Dataset records:
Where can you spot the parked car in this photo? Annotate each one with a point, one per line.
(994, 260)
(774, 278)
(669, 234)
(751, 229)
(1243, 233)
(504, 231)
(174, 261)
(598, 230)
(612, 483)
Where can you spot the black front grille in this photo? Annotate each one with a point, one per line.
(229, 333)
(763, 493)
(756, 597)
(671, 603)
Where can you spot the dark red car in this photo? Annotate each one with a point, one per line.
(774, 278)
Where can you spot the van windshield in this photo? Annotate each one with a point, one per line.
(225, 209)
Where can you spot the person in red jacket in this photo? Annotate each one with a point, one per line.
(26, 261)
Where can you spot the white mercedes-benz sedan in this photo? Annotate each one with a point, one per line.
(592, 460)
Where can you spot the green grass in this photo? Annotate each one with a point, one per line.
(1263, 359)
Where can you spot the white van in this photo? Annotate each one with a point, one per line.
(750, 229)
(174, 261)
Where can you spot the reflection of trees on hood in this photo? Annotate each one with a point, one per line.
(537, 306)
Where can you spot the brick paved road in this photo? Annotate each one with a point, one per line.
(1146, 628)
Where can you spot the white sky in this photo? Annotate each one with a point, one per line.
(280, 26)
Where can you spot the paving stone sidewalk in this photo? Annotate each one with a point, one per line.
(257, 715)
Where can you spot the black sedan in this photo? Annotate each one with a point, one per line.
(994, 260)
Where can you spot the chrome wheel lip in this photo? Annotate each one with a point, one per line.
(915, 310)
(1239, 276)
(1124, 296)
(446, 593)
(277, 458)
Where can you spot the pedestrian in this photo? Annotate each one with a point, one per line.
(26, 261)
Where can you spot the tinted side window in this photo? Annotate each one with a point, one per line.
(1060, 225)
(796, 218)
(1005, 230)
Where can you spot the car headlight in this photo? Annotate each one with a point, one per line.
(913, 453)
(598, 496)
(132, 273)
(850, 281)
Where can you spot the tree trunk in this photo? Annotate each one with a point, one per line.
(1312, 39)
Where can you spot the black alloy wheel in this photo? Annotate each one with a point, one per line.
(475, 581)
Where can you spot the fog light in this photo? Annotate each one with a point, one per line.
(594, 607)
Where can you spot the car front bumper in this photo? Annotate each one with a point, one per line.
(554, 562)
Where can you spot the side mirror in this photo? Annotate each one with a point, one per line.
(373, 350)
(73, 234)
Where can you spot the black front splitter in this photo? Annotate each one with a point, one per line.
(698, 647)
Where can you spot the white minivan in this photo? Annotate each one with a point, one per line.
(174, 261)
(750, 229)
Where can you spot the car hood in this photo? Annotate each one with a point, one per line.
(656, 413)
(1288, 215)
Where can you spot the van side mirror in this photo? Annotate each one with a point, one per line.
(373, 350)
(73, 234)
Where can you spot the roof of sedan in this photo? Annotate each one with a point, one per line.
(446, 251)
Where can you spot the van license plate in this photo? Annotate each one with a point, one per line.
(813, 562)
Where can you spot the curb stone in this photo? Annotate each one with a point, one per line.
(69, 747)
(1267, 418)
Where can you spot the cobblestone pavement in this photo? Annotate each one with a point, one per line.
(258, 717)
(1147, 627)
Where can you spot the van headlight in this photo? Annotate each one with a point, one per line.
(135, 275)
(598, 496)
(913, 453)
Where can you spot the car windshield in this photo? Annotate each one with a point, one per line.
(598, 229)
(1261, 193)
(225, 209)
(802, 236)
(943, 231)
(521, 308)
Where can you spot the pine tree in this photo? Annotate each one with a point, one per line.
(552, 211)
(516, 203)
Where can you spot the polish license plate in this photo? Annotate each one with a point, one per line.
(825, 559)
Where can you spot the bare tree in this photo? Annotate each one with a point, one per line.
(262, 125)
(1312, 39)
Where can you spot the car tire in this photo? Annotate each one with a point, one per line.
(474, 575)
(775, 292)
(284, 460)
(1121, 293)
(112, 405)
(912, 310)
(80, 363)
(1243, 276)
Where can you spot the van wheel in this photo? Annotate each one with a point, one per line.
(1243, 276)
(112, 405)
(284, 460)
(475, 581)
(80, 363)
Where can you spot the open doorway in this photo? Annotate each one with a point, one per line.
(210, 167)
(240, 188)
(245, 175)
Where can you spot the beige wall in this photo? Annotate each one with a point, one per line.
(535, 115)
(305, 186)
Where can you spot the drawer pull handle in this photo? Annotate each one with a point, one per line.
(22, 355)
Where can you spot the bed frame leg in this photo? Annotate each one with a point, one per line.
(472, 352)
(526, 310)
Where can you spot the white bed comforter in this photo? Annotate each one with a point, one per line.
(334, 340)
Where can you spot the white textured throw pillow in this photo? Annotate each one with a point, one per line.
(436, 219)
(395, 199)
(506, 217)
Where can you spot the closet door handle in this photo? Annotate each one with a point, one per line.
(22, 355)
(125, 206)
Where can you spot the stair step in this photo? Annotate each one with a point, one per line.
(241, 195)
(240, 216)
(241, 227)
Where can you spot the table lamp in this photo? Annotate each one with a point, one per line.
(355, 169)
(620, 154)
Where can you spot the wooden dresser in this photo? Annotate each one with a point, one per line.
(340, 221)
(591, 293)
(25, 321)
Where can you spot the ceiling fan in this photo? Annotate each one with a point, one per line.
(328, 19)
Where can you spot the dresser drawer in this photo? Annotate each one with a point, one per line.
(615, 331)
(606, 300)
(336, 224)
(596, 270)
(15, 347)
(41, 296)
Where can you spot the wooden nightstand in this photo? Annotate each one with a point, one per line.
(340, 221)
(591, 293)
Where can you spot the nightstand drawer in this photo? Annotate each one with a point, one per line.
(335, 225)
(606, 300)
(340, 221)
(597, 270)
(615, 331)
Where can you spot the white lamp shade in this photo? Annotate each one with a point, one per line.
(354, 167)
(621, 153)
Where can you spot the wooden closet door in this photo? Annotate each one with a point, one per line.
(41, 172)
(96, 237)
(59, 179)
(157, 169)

Exercise description:
Can you update all of the lines above by replacing "Annotate" with "Mark" and leaving everything else the same?

Task result:
Where can you spot the parked car in this photo? Mark each one with a point, one per line.
(994, 260)
(774, 278)
(669, 234)
(751, 229)
(1243, 233)
(504, 231)
(174, 261)
(598, 230)
(612, 483)
Where can you spot the black front grille in this photo? Mark each one with a point, one per line.
(229, 333)
(763, 493)
(756, 597)
(671, 603)
Where can you spot the dark red car in this photo? Mark each one with a point, one per line.
(774, 278)
Where can you spot the van windshield in this photo? Mark each one with a point, one per line.
(225, 209)
Where can you spot the person in red jacket in this photo? Mark each one with a point, one per line.
(26, 261)
Where can you spot the white mercedes-benz sedan in this photo? Mark each one with a point, one per line.
(592, 460)
Where can you spot the green grass in this photo? Mark each one with a point, one per line.
(1263, 359)
Where can you spot the white van in this photo? Mark each one with a point, one per line.
(750, 229)
(174, 261)
Where can you spot the reflection of trees on hood in this photo? Mark each one with a point, one per line.
(537, 306)
Where can you spot the brick paved road in this photo? Mark each one with a point, one per line.
(1146, 628)
Where can you spot the white sky in this photo? Mark each one with a point, one per line.
(280, 26)
Where can you spot the paving stone sidewalk in this photo? Mark each one with a point, one per line.
(257, 715)
Where can you spot the black sedan in this photo? Mark each one with a point, one per line.
(994, 260)
Where can you spot the chrome wheel lip in this photo? Mark each one with a point, one per line.
(915, 310)
(1239, 276)
(1124, 296)
(446, 593)
(277, 458)
Where can you spot the pedestrian in this photo? Mark each one with a point, one per line.
(26, 261)
Where can you spot the tinted side window in this photo? Mark each one with a point, one per line.
(1060, 225)
(796, 218)
(1005, 230)
Where can you spot the car headlight in this photo? Mark each one with a point, one per line.
(913, 453)
(598, 496)
(132, 273)
(850, 281)
Where can you spot the tree trunk in this photo? Mark each one with a point, one per line.
(1312, 39)
Where can you spot the black alloy wheel in this photo? Mark each one with a point, one per line.
(475, 581)
Where can you spot the fog light in this photo? Mark each one with a point, one per line.
(594, 607)
Where can you spot the car front bumper in this photo? Mark each one with a point, one per line.
(554, 562)
Where can you spot the side mirror in this photo? Mark each one with a point, one per line.
(373, 350)
(73, 234)
Where can you spot the black front splitter in this photo? Mark each one with a point, one per line.
(698, 647)
Where can you spot the white minivan in this photo? Mark each one with a point, one per line.
(174, 261)
(750, 229)
Where can you spot the car hood in this photo? Mark each one with a point, one per line.
(656, 413)
(1288, 215)
Where can you spot the van side mirror in this photo? Mark each one with a point, one per line.
(373, 350)
(73, 234)
Where can you spot the roof of sedan in this photo? Mark each one with a point, one per line.
(446, 251)
Where can you spot the van license plate in this photo? Mark each one with a point, one per line.
(813, 562)
Where can you spot the curb stone in this photo? Mark each one with a point, one per line.
(69, 747)
(1267, 418)
Where can you spot the cobblestone pavement in this photo? Mark each one with a point, one per line.
(258, 717)
(1147, 627)
Where can you spot the van headlight in this photo? Mark each one with a point, one per line.
(135, 275)
(598, 496)
(913, 453)
Where can you spot the car windshield in this photo? Mark each one with a point, one per line.
(598, 229)
(1261, 193)
(225, 209)
(802, 236)
(943, 231)
(521, 308)
Where can you spot the pine tree in this photo? Mark each one with a point, one per line.
(552, 211)
(516, 203)
Where can you spot the polish license plate in this photo? Mark each one with a point, one per line.
(825, 559)
Where can you spot the bare tree in this photo? Mark each one with a point, one per line.
(262, 125)
(1312, 39)
Where can you spot the car tire in this photo? Mark each one with a point, one per line.
(474, 575)
(775, 292)
(284, 460)
(1121, 293)
(112, 405)
(912, 310)
(80, 363)
(1243, 276)
Where can you spot the van wheel in this photo? Mark each one with a point, one per line.
(1243, 276)
(112, 405)
(284, 460)
(475, 581)
(80, 363)
Where can you spot the open doorway in this photo? Mark each one with a point, one per line.
(210, 167)
(240, 188)
(245, 175)
Where can you spot the beige wall in this photo? Mark each one with a point, one per line.
(535, 115)
(305, 186)
Where can you spot the drawer pull handle in this photo? Mark each one with a point, one per line.
(22, 355)
Where can you spot the bed frame leg in this photo? Mark each one with a point, one per line.
(472, 352)
(526, 310)
Where can you spot the white bed comforter in this photo? Mark each one with a point, one per line.
(334, 340)
Where can you spot the white textured throw pillow in this photo? Mark each one with a point, one per line.
(436, 219)
(395, 199)
(506, 217)
Where can you spot the closet door handle in this photo? Mark each one with a point, one per line.
(22, 355)
(125, 206)
Where can you spot the stair step in this photo? Mark each one with a point, one per line.
(241, 195)
(240, 216)
(241, 227)
Where can you spot the table lamp in this photo? Mark each one with a point, one per line.
(355, 169)
(620, 154)
Where can you spot the wooden dresser in this photo? Mark each one with a point, one per line.
(340, 221)
(591, 293)
(25, 321)
Where can you spot the ceiling fan in this photo? Mark each one with a point, one per line.
(328, 19)
Where can you spot the dresser drawer in this photo? Mark each one with a point, one per line.
(615, 331)
(606, 300)
(336, 224)
(596, 270)
(15, 347)
(41, 296)
Where can you spot the wooden nightstand in this photo? Mark each one with a point, one per line.
(340, 221)
(591, 293)
Where can you spot the nightstand drawer in this photo? Mark each one with a point, one per line.
(335, 225)
(606, 300)
(340, 221)
(597, 270)
(615, 331)
Where can you spot the white lamp shade in this photo? Mark each one with a point, one per line.
(354, 167)
(621, 153)
Where can you spot the wooden closet door in this photo? Mark each one with a point, one per line.
(41, 172)
(96, 237)
(59, 179)
(157, 169)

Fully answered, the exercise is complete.